[Start RECORDS SHOWN]

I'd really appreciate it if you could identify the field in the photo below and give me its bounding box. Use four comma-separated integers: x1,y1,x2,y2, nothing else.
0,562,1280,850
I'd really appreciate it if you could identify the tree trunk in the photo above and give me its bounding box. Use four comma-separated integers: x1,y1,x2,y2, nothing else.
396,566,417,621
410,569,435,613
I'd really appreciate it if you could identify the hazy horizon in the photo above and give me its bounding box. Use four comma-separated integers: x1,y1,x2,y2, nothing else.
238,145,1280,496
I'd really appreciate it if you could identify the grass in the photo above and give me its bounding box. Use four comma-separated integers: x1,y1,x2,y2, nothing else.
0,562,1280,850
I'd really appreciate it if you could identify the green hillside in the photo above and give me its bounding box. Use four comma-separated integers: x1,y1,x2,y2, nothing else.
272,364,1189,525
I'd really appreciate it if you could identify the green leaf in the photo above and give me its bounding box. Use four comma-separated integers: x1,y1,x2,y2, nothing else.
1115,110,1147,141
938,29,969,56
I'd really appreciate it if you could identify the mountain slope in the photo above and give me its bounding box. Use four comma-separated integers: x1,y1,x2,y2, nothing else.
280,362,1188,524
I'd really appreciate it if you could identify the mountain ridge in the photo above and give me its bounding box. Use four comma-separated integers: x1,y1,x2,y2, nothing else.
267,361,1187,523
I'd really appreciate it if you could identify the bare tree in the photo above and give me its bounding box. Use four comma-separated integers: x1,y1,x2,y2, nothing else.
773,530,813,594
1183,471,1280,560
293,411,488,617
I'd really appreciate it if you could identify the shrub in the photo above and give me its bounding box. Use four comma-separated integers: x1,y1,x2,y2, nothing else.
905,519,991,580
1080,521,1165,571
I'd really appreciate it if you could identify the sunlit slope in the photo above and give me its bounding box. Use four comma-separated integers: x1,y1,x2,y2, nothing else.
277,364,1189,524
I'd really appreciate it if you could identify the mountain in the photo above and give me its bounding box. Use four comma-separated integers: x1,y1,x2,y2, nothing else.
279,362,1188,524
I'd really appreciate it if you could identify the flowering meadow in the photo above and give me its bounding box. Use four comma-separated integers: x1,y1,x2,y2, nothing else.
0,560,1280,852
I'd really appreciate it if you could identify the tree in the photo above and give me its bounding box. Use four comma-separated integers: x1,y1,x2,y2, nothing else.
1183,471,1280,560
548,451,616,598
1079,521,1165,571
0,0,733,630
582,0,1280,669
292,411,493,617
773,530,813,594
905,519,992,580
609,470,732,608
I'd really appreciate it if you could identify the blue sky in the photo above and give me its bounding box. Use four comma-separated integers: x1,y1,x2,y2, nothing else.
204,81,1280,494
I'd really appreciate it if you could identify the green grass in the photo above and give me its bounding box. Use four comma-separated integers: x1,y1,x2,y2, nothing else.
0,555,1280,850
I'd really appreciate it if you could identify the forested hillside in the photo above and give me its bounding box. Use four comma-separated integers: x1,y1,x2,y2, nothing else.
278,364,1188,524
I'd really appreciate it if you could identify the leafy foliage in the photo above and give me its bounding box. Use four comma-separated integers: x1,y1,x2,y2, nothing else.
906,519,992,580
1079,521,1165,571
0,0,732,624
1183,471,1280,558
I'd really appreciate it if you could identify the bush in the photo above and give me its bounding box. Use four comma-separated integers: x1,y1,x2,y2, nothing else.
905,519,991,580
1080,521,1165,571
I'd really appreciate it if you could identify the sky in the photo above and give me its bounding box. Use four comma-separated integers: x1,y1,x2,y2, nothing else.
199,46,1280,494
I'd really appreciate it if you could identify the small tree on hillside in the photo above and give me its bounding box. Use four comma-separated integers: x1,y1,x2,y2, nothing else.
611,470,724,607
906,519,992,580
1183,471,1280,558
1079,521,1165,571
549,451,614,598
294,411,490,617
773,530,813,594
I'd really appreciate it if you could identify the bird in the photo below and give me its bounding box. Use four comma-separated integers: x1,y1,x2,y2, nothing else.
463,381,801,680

[End RECORDS SHOWN]

§ REQUIREMENT
Convert the material above, from the line containing "I'd really appreciate it if you could identify the sky" through the line containing "199,46,1280,494", inclusive, into a JSON list of strings. Use one string per line and omit blank lines.

§ WRITTEN SOLUTION
[
  "I'd really appreciate it if you could identify the sky in the photo above and give me its bounding box. Use four comma-separated integers: x1,y1,x2,y2, nothing else.",
  "199,46,1280,494"
]